-- begin --
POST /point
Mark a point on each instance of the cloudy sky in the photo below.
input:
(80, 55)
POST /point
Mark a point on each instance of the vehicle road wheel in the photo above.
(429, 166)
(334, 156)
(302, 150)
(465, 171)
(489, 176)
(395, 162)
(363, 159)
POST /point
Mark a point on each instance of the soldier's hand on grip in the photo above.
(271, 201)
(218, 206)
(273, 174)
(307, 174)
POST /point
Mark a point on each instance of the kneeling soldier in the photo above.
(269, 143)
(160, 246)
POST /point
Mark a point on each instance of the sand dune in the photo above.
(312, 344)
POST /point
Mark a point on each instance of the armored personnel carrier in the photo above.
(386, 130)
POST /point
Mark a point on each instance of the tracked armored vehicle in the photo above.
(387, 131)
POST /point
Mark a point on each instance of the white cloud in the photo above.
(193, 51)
-- end --
-- begin --
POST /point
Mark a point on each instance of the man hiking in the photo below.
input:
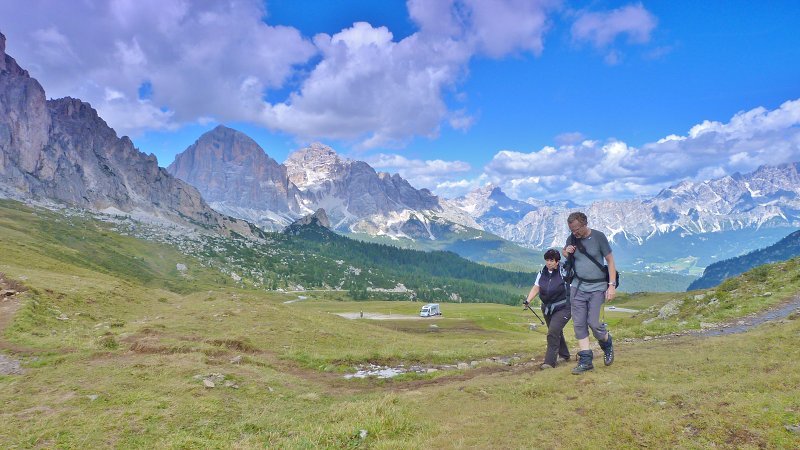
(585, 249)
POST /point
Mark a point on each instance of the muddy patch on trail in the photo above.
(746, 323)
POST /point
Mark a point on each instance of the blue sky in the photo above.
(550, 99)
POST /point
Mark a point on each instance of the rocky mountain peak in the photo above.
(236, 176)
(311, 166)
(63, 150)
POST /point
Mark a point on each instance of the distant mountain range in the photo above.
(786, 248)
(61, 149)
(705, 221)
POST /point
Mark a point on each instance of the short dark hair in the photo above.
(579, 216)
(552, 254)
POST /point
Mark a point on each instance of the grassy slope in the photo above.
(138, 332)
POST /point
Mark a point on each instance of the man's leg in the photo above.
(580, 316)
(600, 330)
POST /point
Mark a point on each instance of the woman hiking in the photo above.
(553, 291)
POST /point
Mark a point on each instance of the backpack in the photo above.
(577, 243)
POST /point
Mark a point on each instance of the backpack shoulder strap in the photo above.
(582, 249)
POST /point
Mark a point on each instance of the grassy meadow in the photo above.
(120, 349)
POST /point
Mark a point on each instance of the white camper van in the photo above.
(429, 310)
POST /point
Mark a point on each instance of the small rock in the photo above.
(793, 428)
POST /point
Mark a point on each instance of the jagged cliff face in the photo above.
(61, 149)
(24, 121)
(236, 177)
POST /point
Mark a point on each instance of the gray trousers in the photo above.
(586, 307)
-- end --
§ Exercise brief: Show each line above that contains the word "mountain", copying every one in full.

§ Exercise solution:
Mark a point on each instance of the rocky mountain peak in the photo above.
Mark a point on each instance of the distant mountain range in the photo above.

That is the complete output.